#### Stored data ####

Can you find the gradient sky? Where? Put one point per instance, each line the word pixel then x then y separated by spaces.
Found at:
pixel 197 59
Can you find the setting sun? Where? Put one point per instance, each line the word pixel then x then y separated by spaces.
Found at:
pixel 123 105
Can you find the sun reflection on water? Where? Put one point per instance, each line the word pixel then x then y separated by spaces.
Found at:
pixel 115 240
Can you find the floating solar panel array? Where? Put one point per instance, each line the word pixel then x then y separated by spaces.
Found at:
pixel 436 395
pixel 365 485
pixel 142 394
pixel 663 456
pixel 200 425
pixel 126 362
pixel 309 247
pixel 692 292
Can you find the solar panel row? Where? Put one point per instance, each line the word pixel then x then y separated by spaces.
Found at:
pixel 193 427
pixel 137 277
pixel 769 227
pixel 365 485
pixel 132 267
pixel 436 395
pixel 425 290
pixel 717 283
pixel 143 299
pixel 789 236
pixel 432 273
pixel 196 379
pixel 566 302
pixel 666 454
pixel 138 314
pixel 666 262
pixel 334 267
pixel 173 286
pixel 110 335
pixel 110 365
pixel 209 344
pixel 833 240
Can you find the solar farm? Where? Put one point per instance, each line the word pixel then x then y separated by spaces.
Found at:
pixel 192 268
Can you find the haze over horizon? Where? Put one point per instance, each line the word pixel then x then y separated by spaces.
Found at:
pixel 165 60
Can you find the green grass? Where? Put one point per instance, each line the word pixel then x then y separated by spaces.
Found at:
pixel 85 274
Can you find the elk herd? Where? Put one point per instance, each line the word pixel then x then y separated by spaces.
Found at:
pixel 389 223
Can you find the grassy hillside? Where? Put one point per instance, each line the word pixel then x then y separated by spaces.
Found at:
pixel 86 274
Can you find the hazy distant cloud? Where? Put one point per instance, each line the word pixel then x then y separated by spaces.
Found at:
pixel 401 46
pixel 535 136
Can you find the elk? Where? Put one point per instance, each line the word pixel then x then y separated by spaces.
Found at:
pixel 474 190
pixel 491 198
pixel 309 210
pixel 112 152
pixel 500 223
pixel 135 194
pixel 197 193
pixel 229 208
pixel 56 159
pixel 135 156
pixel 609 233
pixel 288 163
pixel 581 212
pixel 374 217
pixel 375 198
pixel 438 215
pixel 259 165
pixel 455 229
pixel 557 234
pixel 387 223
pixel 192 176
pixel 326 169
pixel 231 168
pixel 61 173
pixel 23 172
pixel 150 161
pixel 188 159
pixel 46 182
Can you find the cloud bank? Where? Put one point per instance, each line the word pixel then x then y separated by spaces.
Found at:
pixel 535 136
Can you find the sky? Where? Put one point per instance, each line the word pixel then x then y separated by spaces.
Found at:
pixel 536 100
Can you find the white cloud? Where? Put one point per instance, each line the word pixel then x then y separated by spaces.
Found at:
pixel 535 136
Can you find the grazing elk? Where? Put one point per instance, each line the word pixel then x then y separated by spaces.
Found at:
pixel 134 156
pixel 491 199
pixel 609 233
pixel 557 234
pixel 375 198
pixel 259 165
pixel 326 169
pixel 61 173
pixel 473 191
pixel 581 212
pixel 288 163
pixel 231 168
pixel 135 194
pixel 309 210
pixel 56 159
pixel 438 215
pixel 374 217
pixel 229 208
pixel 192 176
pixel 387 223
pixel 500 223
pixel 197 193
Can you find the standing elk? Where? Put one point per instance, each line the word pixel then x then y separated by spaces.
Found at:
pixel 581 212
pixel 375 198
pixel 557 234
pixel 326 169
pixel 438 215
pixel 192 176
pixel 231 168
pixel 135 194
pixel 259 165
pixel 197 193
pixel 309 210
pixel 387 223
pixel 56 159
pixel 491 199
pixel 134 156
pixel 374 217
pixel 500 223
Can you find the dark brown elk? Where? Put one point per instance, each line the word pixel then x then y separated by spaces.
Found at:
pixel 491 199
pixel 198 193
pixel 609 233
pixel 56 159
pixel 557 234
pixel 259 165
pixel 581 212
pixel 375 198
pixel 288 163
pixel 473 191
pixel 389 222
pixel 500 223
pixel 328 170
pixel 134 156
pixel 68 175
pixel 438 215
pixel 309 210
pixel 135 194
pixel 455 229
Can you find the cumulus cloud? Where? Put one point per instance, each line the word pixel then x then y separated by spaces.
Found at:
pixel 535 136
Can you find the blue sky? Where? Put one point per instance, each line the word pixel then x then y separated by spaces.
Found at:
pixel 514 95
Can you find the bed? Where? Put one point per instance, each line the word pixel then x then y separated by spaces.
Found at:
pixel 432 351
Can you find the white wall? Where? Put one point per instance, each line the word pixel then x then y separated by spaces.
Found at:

####

Exercise aim —
Reproduce all of the records above word for word, with nothing added or left out.

Finished task —
Can you find the gradient sky? Where? Put one point per instance, each line the word pixel then x then y separated by spaces.
Found at:
pixel 197 59
Can you find the setting sun? Where? Put one point per instance, each line the word pixel then x then y separated by spaces.
Found at:
pixel 123 105
Can you find the sun reflection on water? Where? Put one point per instance, each line the word pixel then x then y separated by spaces.
Found at:
pixel 115 240
Can you find the floating solar panel array? Where? Put one point per instance, each line the word pixel then x then y separated by spaces.
Found at:
pixel 436 395
pixel 365 485
pixel 142 394
pixel 663 456
pixel 200 425
pixel 126 362
pixel 309 247
pixel 692 292
Can you find the solar panel row? Where? Put one point per instance, each line the word pixel then x then y separated by spaces.
Found at:
pixel 193 427
pixel 137 277
pixel 769 227
pixel 365 485
pixel 132 267
pixel 436 395
pixel 425 290
pixel 717 283
pixel 143 299
pixel 789 236
pixel 432 273
pixel 196 379
pixel 566 302
pixel 666 454
pixel 138 314
pixel 666 262
pixel 334 267
pixel 173 286
pixel 110 335
pixel 110 365
pixel 209 344
pixel 833 240
Can you find the solar farm? Where? Put one point per instance, each line the word pixel then x then y separated by spaces.
Found at:
pixel 192 268
Can you find the haze over horizon? Where? Put one point per instance, each line the word pixel then x then y separated by spaces.
Found at:
pixel 165 60
Can you find the green grass? Where? Put one point per instance, each line the word pixel then x then y separated by spaces.
Found at:
pixel 85 274
Can you find the elk herd? Where? Put one point per instance, each line the word pixel then x then y separated by spaces.
Found at:
pixel 389 223
Can you find the grassy hillside? Where? Put one point per instance, each line the word pixel then x then y separated by spaces.
Found at:
pixel 86 274
Can you find the hazy distant cloud? Where? Put one point per instance, each line the word pixel then x then y separated by spaces.
Found at:
pixel 401 46
pixel 535 136
Can you find the elk? Where? Put one point per instance, each line the word pixel then x then y separated by spaces.
Found at:
pixel 474 190
pixel 491 198
pixel 309 210
pixel 112 152
pixel 500 223
pixel 135 194
pixel 197 193
pixel 229 208
pixel 56 159
pixel 135 156
pixel 609 233
pixel 288 163
pixel 581 212
pixel 374 217
pixel 375 198
pixel 438 215
pixel 259 165
pixel 455 229
pixel 557 234
pixel 387 223
pixel 192 176
pixel 326 169
pixel 231 168
pixel 61 173
pixel 23 172
pixel 150 161
pixel 188 159
pixel 46 182
Can you find the cloud bank? Where? Put one point per instance, each line the word pixel then x then y separated by spaces.
Found at:
pixel 535 136
Can you find the sky? Where? Put one point per instance, each line the word pixel then x then y separated by spaces.
Found at:
pixel 536 100
Can you find the white cloud? Where? Put one point per instance, each line the word pixel then x then y separated by spaces.
Found at:
pixel 535 136
Can you find the grazing elk? Where? Put one point per instance, each line the word pixel then x then y separated by spaces.
Found at:
pixel 134 156
pixel 491 199
pixel 609 233
pixel 557 234
pixel 375 198
pixel 259 165
pixel 326 169
pixel 61 173
pixel 473 191
pixel 581 212
pixel 288 163
pixel 231 168
pixel 135 194
pixel 309 210
pixel 56 159
pixel 438 215
pixel 374 217
pixel 229 208
pixel 192 176
pixel 387 223
pixel 500 223
pixel 197 193
Can you find the standing elk? Where? Put one point per instance, each line the word pixel then x then y separated by spaces.
Found at:
pixel 581 212
pixel 375 198
pixel 557 234
pixel 326 169
pixel 438 215
pixel 192 176
pixel 231 168
pixel 135 194
pixel 259 165
pixel 197 193
pixel 309 210
pixel 387 223
pixel 56 159
pixel 491 199
pixel 134 156
pixel 374 217
pixel 500 223
Can you find the dark brown elk? Where? Put one point per instance, each line the word pixel then x then y separated by spaces.
Found at:
pixel 491 199
pixel 198 193
pixel 609 233
pixel 56 159
pixel 557 234
pixel 259 165
pixel 581 212
pixel 375 198
pixel 288 163
pixel 473 191
pixel 389 222
pixel 500 223
pixel 328 170
pixel 134 156
pixel 68 175
pixel 438 215
pixel 309 210
pixel 135 194
pixel 455 229
Can you find the cumulus cloud? Where? Put one point per instance, each line the word pixel then x then y separated by spaces.
Found at:
pixel 535 136
Can you find the blue sky? Where? Put one point per instance, each line the word pixel then x then y separated by spaces.
Found at:
pixel 514 95
Can you find the bed? Where? Put one point per instance, each line the word pixel then x then y separated by spaces.
Found at:
pixel 432 351
Can you find the white wall? Where? Put one point per instance, each line the word pixel then x then y separated by spaces.
Found at:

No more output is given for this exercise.